▶ Supplied records:

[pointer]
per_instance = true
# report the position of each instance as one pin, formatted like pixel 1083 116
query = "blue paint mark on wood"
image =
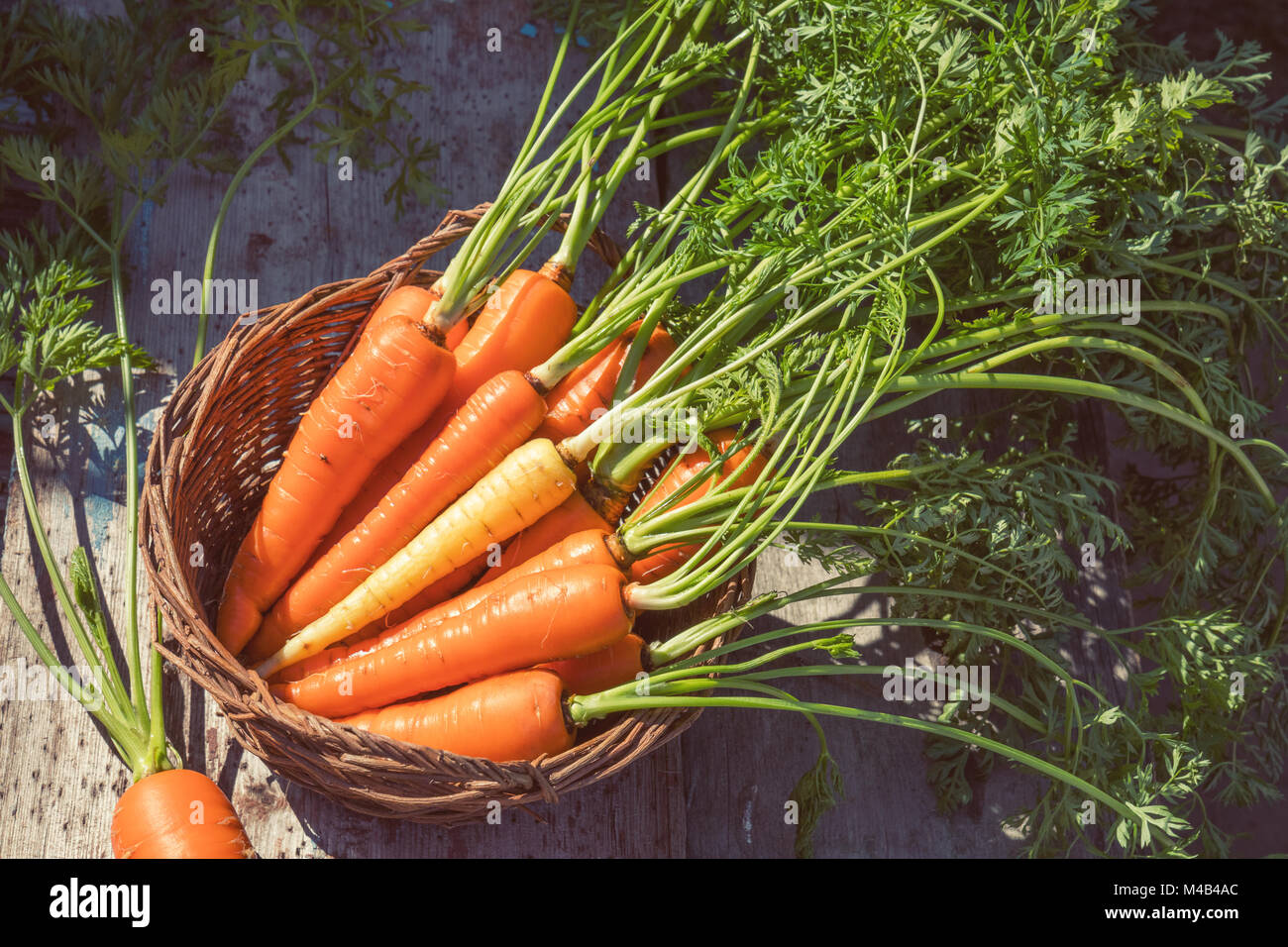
pixel 99 513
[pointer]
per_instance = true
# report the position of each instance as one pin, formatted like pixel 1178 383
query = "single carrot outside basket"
pixel 210 462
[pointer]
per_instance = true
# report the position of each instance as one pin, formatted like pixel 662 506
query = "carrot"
pixel 176 813
pixel 515 493
pixel 539 617
pixel 496 419
pixel 585 548
pixel 394 379
pixel 617 664
pixel 686 467
pixel 506 718
pixel 433 594
pixel 572 405
pixel 522 325
pixel 572 515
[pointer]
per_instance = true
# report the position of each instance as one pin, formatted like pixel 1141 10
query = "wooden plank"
pixel 287 244
pixel 716 791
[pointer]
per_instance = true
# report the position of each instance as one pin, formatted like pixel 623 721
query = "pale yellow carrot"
pixel 528 483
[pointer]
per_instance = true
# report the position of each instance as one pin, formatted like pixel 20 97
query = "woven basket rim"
pixel 407 781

▶ Exercise aim: Make an exact printout of the listing above, omitting the images.

▶ Result of this task:
[pointer]
per_instance = true
# report the position of each instance as one pin, formatted like pixel 1083 116
query = "blue paint mark on wood"
image =
pixel 99 513
[pointer]
per_instance = true
# report the position of each instance as one pin, formatted like pixel 1178 383
query = "single carrot outside basket"
pixel 210 462
[pointer]
per_instance = true
# report the position of each instance as one pin, formatted like pixel 662 506
query = "carrot"
pixel 176 813
pixel 515 493
pixel 539 617
pixel 496 419
pixel 585 548
pixel 394 379
pixel 617 664
pixel 686 467
pixel 506 718
pixel 433 594
pixel 572 405
pixel 522 325
pixel 572 515
[pointer]
per_instance = true
# report the position of each instance as one pin, formatted like pixel 1141 10
query = "wooden plank"
pixel 287 244
pixel 716 791
[pointer]
per_instance = true
# report the position of each instance as one pin, formatted like pixel 623 721
query = "pale yellow carrot"
pixel 528 483
[pointer]
per_instance = true
# report the position of each instance as one pin, formatted like pixel 20 97
query = "woven basket rim"
pixel 407 781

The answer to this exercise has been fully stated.